• **Stated problem**
From the entries below, keep only the lines that contain the string "reflection" and copy each of them in full. A line counts only if its capitalization matches exactly.

####

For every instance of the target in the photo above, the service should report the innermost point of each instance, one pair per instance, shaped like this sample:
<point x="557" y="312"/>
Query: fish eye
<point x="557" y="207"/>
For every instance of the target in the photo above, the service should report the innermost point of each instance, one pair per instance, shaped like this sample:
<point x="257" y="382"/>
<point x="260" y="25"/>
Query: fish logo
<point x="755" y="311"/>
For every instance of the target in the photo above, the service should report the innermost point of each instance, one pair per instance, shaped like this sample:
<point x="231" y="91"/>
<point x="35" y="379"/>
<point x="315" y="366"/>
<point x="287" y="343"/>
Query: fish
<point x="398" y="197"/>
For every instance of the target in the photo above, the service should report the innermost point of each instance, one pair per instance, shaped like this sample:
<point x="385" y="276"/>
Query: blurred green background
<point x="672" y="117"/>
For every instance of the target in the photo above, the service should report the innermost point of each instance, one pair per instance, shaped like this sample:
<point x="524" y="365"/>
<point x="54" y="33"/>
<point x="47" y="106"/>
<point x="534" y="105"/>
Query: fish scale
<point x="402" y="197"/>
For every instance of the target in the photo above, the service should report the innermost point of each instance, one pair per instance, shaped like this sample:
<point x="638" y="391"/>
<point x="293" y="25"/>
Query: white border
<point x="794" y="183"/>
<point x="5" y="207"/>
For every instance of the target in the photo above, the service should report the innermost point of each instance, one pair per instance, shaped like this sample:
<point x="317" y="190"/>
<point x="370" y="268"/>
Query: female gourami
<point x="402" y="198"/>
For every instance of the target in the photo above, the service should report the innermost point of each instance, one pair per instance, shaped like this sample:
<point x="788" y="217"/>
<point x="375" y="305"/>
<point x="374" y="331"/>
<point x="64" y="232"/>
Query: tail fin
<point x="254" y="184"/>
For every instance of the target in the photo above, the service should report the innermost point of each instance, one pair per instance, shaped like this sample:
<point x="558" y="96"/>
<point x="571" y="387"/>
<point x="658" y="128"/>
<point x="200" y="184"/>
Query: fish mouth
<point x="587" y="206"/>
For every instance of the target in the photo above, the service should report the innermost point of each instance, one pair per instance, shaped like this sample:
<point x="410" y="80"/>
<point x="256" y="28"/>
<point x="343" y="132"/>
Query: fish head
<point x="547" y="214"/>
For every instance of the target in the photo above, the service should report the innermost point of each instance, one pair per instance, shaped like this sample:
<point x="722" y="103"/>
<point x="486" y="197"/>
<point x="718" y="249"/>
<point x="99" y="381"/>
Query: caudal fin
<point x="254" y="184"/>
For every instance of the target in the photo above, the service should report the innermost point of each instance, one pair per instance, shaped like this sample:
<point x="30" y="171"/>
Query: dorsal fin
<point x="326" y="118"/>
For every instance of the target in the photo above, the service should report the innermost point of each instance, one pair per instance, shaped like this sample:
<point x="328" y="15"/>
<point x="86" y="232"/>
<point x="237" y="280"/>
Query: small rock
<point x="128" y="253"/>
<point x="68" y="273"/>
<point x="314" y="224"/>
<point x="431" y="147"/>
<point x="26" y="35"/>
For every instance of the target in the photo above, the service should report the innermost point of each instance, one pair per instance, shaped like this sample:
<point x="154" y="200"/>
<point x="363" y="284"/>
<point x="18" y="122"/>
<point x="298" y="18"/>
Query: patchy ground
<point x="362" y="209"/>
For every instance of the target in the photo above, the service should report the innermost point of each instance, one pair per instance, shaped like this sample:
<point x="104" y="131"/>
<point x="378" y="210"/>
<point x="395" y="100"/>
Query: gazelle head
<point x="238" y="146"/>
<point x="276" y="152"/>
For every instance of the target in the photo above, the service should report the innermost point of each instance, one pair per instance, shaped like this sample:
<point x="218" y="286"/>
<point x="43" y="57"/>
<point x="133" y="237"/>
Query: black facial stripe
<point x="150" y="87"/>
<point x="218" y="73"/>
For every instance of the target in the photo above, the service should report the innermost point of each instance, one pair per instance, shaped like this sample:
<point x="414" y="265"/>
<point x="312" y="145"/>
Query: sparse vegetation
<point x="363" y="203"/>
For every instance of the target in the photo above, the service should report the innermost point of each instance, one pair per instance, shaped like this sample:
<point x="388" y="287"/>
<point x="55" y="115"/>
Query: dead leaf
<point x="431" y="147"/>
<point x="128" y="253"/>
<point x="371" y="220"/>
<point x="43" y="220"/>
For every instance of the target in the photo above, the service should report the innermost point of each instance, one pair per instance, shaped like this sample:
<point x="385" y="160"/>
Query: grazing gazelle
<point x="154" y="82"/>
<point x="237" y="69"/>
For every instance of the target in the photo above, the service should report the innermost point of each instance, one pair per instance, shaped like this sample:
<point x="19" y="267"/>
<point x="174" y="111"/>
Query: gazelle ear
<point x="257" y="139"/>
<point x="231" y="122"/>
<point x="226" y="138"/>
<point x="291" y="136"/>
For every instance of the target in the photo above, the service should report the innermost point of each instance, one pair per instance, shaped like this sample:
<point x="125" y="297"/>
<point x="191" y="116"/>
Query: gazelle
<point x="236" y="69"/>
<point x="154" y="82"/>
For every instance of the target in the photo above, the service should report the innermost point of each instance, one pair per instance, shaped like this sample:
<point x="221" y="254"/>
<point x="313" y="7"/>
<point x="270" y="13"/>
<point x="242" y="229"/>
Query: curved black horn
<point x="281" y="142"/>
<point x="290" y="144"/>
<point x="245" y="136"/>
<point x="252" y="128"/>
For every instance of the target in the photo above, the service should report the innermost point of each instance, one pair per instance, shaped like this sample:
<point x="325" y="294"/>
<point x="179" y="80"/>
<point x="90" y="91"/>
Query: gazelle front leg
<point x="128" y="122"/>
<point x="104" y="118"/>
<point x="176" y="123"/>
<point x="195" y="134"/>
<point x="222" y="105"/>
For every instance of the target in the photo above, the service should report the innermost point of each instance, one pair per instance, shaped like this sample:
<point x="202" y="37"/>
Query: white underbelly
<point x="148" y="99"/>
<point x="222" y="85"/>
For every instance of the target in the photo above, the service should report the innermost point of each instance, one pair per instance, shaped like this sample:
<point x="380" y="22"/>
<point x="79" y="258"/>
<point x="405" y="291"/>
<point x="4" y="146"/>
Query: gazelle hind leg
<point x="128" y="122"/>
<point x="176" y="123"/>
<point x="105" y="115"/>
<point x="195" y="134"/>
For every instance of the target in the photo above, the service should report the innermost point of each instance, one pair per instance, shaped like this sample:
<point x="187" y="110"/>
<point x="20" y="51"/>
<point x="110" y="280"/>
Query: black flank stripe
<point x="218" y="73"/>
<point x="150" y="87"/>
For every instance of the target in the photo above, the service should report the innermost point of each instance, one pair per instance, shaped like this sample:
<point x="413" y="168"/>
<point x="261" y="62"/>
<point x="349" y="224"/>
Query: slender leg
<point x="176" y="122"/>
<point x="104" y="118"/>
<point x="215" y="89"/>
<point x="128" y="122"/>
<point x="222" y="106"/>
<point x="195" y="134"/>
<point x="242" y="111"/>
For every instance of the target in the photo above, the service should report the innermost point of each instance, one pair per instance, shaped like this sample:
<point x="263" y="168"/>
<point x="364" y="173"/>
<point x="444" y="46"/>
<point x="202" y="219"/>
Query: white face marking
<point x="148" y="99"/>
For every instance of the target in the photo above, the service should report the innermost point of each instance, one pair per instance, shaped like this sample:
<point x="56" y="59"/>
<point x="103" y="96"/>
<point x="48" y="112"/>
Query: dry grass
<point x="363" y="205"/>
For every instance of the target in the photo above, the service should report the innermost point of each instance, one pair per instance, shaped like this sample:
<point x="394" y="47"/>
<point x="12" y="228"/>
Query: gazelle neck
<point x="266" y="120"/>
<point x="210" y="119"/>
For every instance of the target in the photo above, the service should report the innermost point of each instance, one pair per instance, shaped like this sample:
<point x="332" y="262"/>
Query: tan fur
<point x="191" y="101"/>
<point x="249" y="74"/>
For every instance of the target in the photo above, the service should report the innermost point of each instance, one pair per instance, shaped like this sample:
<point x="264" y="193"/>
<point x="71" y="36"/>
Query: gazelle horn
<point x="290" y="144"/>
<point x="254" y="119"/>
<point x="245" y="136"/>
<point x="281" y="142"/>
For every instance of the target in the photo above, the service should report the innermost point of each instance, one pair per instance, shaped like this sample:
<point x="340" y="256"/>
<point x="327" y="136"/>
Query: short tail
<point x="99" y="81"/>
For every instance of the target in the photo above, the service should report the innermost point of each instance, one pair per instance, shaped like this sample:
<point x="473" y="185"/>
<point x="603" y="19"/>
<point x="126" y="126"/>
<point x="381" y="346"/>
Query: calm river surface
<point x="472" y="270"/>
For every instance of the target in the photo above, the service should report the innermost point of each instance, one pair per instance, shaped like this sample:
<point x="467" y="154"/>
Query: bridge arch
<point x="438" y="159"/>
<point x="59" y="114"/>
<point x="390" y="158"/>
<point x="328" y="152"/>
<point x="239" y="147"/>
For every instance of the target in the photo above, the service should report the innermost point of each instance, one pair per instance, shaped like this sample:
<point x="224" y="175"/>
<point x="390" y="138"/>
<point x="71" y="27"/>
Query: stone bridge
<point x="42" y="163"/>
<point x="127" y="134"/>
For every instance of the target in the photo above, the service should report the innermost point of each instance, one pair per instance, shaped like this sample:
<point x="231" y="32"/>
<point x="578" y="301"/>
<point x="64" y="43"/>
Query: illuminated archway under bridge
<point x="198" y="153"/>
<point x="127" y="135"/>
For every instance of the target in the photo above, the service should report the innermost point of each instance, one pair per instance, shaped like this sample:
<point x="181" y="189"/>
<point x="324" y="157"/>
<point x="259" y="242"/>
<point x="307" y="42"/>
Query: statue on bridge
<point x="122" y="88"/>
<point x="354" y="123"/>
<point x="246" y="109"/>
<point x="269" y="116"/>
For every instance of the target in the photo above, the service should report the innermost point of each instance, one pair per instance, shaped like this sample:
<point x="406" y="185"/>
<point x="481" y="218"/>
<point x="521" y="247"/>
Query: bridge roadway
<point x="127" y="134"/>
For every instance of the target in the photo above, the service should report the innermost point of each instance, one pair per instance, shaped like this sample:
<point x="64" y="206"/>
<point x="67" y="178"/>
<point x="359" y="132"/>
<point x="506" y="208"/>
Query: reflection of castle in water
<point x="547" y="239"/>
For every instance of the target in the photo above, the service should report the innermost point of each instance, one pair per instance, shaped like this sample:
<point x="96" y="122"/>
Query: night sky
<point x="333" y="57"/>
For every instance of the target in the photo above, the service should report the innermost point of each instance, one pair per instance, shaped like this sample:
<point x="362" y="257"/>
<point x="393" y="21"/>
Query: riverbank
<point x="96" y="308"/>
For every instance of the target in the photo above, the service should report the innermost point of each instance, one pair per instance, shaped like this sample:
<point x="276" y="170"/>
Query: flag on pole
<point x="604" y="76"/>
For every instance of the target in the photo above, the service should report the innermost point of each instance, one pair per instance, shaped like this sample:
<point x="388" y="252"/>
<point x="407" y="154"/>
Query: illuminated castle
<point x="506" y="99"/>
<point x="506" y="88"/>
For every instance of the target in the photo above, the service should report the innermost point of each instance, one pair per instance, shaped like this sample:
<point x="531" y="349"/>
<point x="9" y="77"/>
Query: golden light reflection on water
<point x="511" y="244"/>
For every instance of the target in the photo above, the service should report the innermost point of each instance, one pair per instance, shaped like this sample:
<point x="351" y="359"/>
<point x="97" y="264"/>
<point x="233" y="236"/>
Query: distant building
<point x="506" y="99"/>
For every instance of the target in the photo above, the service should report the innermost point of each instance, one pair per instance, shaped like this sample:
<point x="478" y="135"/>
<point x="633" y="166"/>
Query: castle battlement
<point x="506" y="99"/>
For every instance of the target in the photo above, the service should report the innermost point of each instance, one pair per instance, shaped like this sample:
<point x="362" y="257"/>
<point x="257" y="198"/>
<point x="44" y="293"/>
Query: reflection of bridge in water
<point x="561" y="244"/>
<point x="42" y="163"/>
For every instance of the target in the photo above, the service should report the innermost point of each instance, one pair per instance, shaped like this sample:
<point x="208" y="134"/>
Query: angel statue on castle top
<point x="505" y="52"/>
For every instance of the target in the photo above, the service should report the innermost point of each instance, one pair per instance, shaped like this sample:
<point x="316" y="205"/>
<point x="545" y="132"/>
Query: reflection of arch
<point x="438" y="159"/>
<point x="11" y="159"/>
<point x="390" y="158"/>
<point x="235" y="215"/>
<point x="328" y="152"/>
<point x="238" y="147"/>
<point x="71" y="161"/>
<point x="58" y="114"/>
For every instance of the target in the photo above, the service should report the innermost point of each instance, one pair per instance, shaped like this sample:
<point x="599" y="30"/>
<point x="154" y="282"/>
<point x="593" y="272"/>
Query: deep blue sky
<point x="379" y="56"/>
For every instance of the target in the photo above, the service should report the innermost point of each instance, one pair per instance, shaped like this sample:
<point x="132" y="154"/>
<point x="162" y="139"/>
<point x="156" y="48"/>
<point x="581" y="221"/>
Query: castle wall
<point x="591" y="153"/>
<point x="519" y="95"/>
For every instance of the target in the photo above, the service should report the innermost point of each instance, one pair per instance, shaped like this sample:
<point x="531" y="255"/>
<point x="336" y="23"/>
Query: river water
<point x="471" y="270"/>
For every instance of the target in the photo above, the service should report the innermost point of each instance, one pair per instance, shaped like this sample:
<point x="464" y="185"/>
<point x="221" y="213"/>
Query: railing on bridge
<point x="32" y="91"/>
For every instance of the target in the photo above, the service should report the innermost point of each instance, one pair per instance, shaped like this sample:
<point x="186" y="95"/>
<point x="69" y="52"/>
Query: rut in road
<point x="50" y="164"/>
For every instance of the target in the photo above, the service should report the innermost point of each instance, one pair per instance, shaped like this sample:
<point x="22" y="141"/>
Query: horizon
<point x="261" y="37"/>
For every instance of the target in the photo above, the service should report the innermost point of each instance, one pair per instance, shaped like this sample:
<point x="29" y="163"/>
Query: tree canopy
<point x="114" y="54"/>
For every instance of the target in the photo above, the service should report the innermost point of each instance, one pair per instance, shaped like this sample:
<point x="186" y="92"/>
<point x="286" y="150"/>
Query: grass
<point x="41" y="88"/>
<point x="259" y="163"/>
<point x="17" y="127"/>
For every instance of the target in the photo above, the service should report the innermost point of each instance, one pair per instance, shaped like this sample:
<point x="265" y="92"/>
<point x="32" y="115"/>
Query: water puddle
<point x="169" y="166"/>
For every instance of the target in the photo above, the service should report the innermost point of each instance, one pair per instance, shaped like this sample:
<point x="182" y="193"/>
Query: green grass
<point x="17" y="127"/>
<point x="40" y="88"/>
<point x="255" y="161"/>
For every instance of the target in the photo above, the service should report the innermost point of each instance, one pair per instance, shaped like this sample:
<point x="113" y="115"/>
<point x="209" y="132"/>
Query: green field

####

• **Completed task**
Query: reflection of castle in water
Query: golden light reflection on water
Query: reflection of bridge in water
Query: reflection of arch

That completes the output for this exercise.